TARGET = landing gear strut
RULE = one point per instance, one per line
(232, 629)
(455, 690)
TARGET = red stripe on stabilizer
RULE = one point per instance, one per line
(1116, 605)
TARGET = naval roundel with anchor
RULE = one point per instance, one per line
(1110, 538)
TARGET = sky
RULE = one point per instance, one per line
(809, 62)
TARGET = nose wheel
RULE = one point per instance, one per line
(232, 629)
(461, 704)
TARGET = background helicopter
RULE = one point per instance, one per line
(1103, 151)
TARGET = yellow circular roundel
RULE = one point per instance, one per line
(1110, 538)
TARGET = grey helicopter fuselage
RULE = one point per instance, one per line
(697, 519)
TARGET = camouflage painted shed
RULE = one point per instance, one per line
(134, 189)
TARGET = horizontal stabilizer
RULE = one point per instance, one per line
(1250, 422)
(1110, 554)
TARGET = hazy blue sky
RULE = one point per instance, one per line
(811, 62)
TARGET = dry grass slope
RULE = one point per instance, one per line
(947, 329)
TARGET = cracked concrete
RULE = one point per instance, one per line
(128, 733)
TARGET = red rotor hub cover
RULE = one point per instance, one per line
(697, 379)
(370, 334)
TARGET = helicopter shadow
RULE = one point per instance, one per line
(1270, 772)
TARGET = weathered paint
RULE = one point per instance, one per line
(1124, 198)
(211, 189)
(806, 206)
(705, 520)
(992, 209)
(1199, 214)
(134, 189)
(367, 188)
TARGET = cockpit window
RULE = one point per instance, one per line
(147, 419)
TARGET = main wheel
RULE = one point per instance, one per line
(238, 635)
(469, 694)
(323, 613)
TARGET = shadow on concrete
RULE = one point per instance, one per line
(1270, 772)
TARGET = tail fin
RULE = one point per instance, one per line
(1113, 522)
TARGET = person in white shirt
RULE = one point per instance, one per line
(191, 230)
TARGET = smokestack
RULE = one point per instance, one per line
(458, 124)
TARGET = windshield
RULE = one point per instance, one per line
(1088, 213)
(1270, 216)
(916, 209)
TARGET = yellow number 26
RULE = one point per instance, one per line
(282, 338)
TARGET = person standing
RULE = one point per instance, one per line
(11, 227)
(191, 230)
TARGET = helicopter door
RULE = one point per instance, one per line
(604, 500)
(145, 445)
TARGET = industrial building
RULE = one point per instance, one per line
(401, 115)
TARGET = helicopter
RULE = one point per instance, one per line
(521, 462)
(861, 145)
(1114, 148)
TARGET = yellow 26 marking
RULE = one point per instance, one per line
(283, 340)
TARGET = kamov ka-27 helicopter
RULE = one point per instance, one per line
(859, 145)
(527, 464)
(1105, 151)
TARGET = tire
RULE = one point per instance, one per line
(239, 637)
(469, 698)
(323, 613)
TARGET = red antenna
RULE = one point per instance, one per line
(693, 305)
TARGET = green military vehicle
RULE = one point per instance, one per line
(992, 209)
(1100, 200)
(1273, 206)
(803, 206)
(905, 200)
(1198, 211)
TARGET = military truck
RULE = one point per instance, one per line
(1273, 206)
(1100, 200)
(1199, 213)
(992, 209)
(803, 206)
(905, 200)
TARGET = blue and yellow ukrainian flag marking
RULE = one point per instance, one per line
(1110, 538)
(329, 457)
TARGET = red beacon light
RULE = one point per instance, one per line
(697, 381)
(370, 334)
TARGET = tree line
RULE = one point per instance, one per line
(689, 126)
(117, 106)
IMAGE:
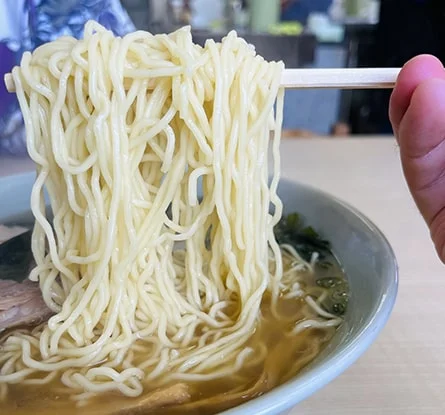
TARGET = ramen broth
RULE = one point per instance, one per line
(286, 356)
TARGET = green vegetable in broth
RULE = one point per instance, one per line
(306, 240)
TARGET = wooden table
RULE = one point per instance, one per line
(403, 373)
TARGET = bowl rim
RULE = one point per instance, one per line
(289, 394)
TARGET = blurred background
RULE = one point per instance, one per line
(302, 33)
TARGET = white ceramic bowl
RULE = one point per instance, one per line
(363, 251)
◆ ◆ ◆
**TASK STATEMENT**
Tally the lines in this data that hold the word "white" and state only the count.

**ANSWER AREA**
2